**Task description**
Tally the lines in the records below that contain the string "jeans", treating case as significant, and give only the number.

[Excerpts of pointing data]
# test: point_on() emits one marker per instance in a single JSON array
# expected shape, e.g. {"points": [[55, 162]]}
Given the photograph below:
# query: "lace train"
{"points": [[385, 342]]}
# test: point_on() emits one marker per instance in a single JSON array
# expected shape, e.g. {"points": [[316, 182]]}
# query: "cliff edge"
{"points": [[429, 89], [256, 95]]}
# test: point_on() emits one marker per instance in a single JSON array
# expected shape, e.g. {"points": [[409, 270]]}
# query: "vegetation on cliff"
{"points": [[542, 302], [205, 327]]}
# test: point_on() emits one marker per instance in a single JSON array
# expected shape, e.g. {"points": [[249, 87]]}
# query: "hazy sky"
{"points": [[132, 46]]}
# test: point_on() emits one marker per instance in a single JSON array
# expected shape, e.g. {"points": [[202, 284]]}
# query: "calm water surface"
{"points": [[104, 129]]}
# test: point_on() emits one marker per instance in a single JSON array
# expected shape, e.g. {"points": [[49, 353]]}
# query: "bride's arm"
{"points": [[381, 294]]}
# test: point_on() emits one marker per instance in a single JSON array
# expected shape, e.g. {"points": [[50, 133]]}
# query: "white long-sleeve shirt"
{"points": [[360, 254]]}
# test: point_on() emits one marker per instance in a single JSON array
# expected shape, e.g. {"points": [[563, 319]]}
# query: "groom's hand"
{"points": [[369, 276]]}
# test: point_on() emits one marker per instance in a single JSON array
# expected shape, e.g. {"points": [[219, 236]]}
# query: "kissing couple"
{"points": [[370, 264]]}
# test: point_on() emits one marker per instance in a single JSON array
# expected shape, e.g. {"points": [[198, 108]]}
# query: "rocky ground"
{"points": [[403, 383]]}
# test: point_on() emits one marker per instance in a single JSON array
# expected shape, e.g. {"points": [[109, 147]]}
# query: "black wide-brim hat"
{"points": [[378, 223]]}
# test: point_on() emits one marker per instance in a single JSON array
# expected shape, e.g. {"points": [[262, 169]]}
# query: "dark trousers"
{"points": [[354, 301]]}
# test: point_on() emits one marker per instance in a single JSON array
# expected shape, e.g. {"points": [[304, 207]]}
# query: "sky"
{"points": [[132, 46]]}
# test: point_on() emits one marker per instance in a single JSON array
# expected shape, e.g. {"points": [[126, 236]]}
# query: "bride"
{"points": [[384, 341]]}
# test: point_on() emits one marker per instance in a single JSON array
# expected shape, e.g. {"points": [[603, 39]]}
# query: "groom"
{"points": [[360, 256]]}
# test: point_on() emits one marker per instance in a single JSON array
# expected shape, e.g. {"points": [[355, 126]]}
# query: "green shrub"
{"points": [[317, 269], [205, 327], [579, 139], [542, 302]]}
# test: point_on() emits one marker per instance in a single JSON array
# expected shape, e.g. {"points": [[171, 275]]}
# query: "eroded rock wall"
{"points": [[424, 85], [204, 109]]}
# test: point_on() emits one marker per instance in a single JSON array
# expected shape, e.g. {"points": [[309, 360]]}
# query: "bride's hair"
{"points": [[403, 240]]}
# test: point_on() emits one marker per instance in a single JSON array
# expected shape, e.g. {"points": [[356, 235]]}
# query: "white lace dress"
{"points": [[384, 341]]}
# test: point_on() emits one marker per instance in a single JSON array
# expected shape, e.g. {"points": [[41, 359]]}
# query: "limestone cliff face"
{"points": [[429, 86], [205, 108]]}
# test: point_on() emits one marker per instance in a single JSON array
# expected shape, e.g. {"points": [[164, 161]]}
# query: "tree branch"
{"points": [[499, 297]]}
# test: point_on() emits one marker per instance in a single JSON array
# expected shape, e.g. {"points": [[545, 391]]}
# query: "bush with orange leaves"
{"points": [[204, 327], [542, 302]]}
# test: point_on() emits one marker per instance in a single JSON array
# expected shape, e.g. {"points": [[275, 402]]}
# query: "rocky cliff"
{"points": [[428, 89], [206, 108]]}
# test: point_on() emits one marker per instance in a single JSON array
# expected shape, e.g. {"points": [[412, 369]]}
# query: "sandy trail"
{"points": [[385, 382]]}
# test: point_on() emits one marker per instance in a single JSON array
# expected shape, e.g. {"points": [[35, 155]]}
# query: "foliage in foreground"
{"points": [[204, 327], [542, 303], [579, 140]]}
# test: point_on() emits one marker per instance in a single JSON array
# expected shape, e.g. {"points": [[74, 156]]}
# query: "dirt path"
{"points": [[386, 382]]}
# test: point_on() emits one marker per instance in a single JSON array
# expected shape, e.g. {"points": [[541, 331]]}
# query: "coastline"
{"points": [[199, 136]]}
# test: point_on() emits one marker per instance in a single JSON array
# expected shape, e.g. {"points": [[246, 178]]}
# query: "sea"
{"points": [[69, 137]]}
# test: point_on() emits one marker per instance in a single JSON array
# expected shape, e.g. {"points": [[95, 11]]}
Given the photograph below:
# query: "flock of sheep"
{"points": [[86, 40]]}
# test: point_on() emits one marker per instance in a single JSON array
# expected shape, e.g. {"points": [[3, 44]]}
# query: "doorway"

...

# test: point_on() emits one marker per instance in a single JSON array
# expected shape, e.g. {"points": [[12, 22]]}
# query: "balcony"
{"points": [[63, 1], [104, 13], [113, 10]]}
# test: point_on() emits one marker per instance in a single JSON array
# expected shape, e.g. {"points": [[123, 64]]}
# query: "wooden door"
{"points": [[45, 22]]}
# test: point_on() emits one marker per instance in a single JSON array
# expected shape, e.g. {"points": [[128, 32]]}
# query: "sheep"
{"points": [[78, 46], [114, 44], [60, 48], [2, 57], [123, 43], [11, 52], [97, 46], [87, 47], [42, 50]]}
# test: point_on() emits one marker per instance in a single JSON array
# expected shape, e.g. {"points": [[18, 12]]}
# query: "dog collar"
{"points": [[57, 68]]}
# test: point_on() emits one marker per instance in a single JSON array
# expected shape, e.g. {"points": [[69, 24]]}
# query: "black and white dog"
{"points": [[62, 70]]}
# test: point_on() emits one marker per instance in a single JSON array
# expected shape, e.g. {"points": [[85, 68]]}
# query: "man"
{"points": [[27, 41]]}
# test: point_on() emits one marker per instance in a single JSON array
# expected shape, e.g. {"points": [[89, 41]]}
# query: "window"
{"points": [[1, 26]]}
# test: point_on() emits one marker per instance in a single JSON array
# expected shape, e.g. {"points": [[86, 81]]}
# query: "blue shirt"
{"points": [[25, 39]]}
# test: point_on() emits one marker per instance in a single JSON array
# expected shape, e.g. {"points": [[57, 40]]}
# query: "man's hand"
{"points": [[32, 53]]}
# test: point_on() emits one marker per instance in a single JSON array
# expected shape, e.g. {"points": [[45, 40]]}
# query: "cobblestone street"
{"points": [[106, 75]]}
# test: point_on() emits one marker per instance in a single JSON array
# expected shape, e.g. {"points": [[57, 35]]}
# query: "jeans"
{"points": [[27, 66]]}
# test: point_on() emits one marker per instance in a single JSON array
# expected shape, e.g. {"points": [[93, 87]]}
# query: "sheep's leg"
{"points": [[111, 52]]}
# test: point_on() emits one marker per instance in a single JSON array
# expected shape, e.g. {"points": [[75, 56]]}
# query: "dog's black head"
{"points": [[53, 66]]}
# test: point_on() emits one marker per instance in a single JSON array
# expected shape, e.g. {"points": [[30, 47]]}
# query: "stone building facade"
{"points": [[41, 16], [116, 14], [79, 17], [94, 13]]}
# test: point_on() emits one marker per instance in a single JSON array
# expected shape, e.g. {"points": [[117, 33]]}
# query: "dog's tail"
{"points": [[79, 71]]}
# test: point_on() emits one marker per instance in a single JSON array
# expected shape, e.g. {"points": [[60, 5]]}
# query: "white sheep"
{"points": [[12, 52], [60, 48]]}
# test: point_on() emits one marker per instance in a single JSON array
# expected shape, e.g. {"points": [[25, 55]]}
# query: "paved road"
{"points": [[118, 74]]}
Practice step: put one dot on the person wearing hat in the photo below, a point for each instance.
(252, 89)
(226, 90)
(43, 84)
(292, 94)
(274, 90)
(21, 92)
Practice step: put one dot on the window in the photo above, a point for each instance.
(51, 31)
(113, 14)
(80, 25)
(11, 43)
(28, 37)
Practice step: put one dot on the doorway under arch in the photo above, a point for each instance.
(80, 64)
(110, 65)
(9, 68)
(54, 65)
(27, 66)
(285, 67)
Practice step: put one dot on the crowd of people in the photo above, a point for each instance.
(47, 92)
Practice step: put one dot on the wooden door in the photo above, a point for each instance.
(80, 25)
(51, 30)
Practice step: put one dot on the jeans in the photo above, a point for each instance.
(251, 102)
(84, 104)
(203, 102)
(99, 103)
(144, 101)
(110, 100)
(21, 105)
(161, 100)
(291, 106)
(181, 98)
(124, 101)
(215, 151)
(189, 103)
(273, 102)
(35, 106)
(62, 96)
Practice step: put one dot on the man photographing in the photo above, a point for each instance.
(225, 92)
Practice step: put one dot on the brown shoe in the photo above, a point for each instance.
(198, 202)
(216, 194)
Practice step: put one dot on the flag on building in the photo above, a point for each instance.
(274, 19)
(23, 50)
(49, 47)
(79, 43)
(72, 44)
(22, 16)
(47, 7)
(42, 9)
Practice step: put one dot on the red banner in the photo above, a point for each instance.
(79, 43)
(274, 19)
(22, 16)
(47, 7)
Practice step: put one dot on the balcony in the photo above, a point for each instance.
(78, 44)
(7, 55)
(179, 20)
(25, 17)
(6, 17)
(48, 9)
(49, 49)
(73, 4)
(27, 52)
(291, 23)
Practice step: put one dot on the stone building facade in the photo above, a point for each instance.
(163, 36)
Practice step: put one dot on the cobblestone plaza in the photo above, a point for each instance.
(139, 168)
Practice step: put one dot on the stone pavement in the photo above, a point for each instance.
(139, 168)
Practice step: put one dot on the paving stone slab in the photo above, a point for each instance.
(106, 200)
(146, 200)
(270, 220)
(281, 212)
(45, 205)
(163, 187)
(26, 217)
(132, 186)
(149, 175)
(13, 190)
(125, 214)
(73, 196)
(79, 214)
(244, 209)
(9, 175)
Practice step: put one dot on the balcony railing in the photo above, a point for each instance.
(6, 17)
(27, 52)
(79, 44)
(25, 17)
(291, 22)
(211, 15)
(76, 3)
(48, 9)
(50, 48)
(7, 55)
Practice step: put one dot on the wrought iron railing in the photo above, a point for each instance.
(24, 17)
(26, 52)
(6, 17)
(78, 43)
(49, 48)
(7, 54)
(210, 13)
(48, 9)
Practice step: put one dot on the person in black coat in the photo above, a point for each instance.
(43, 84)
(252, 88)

**Full output**
2